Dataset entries
Content starts
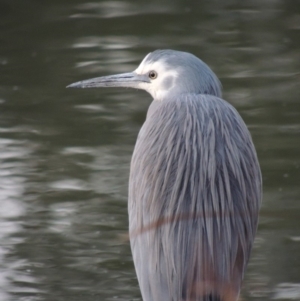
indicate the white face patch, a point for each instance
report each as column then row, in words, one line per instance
column 164, row 82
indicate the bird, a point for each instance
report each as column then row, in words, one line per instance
column 195, row 184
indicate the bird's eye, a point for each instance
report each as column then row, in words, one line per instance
column 152, row 75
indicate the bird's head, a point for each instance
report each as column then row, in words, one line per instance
column 163, row 73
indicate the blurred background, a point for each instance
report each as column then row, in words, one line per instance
column 65, row 154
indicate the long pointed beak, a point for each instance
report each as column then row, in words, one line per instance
column 130, row 80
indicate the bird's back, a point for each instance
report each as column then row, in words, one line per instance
column 194, row 196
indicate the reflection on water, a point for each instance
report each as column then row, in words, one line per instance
column 65, row 154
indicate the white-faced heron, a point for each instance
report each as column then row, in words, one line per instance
column 195, row 183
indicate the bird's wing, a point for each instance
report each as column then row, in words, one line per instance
column 194, row 196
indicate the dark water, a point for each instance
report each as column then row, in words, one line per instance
column 64, row 154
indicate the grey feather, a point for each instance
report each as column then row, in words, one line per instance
column 195, row 188
column 195, row 183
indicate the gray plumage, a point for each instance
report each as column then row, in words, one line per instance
column 195, row 183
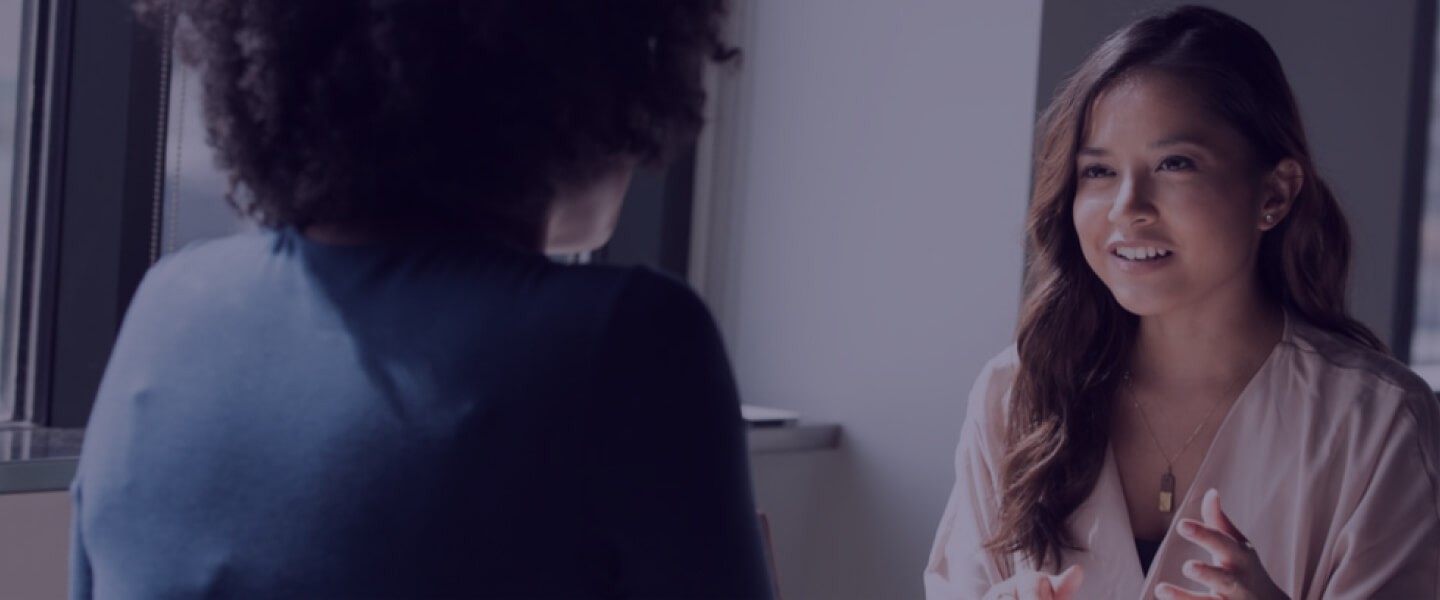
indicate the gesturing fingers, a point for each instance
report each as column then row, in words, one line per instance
column 1217, row 518
column 1223, row 548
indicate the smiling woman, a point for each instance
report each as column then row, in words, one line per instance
column 1190, row 403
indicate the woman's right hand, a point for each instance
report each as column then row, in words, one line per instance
column 1038, row 586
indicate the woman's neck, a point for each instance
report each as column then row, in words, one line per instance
column 527, row 239
column 1213, row 347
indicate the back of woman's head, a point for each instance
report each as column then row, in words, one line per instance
column 1074, row 338
column 385, row 112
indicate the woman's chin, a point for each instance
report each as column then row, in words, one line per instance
column 1142, row 304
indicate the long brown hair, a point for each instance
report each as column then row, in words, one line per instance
column 1074, row 340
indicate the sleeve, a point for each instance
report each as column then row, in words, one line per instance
column 961, row 569
column 673, row 476
column 1390, row 544
column 81, row 583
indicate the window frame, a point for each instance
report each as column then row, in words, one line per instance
column 88, row 199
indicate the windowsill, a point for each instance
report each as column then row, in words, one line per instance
column 794, row 438
column 35, row 459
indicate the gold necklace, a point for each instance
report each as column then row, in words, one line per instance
column 1168, row 478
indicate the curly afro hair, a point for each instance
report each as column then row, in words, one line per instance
column 383, row 112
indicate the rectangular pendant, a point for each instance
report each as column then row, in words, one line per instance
column 1167, row 492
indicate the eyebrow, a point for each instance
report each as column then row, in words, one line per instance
column 1162, row 143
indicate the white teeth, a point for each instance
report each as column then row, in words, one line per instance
column 1141, row 253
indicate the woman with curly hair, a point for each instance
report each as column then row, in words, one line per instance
column 388, row 392
column 1190, row 412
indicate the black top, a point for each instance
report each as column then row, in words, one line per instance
column 438, row 419
column 1146, row 550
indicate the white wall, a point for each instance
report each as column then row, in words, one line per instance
column 866, row 258
column 35, row 541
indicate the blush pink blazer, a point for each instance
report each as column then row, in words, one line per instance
column 1326, row 462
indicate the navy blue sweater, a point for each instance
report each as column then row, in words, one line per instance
column 441, row 419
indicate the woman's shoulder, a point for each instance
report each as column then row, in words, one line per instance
column 1337, row 363
column 1355, row 384
column 990, row 396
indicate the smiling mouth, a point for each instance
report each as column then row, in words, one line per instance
column 1141, row 253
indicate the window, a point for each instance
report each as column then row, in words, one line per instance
column 195, row 187
column 1424, row 343
column 15, row 102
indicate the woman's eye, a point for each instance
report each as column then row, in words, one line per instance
column 1177, row 164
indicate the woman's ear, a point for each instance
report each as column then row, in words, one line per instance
column 1282, row 186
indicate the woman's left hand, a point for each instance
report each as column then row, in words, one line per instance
column 1234, row 571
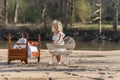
Content ends
Exercise requirements> Search the entries for the string "hair". Copy every line that has it.

Answer to this problem>
indicate the long brown hair, a point for each instance
indicate the curly afro hair, a point for each instance
indicate the woman with curly hair, a point for each instance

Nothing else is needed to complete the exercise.